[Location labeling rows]
┄┄┄┄┄┄┄┄┄┄┄┄┄┄┄┄┄┄┄┄

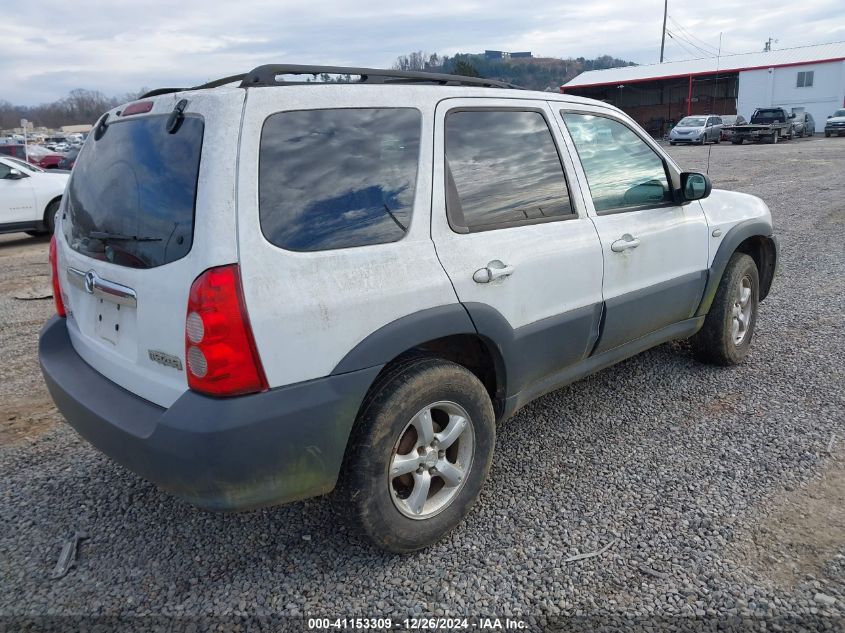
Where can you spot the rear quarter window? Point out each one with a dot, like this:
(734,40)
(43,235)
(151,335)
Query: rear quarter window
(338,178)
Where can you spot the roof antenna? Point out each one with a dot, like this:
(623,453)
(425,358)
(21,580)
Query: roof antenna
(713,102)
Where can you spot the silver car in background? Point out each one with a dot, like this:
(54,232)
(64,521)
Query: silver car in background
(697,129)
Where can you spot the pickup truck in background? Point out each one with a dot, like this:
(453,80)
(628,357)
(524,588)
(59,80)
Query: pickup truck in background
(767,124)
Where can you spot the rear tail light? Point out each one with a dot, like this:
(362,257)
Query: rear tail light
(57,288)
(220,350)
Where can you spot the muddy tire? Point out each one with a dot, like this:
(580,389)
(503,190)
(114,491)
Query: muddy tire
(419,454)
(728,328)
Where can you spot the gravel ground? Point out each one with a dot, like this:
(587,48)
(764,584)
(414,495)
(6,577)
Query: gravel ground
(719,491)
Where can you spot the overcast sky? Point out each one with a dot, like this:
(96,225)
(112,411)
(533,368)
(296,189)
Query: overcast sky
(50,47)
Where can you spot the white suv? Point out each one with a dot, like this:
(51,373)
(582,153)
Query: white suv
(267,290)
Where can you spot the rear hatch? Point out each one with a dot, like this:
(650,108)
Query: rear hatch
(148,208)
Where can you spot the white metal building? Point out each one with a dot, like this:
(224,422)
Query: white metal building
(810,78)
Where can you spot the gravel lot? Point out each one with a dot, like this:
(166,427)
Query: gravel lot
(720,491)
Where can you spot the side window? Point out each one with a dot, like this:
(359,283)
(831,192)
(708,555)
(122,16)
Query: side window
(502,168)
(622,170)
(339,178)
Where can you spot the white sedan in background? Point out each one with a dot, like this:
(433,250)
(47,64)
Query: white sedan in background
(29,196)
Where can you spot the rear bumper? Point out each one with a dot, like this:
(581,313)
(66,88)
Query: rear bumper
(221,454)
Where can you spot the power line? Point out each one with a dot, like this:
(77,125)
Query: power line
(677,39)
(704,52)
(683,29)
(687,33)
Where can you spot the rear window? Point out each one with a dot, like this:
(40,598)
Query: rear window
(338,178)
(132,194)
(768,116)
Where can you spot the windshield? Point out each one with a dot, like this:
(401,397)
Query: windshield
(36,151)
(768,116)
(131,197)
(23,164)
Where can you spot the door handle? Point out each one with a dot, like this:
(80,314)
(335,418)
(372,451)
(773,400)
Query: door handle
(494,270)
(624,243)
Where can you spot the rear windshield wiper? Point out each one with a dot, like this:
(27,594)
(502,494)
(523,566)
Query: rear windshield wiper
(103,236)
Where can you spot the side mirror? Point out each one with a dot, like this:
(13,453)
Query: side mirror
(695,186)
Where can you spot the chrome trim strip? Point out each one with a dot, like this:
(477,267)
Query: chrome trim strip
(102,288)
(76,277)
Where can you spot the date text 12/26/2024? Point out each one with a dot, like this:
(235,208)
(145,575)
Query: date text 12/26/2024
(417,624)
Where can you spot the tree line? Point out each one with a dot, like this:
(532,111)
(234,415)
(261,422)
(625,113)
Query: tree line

┄┄┄┄┄┄┄┄┄┄┄┄┄┄┄┄┄┄┄┄

▶ **DIRECTION**: Reproduce the rows above verbatim, starting at the line that contains "Where can you spot the door" and continuing through the last line of the rows, with both ends included.

▶ **RESPONSE TO THE EXERCISE**:
Where can you spot the door handle? Point out each one with a dot, like this:
(80,314)
(335,418)
(372,451)
(773,400)
Query: door handle
(494,270)
(624,243)
Where can you spot the rear windshield wiper? Point out each one with a dot, like this:
(27,594)
(502,494)
(523,566)
Query: rear windshield wiper
(103,236)
Where can you spot the side mirror? Point out each one with a dot, like this:
(13,453)
Query: side mirror
(695,186)
Where can you spot the chrome trim strip? Point out each one with a dot, like this:
(477,267)
Query: chrome trim strip
(102,288)
(76,277)
Where can you spot the date text 12/26/2024? Point out each one with a dot, like this:
(235,208)
(145,575)
Query: date text 12/26/2024
(417,624)
Where can you spot the tree line? Point out each one with a dot, like this:
(532,111)
(234,415)
(261,422)
(625,113)
Query: tree line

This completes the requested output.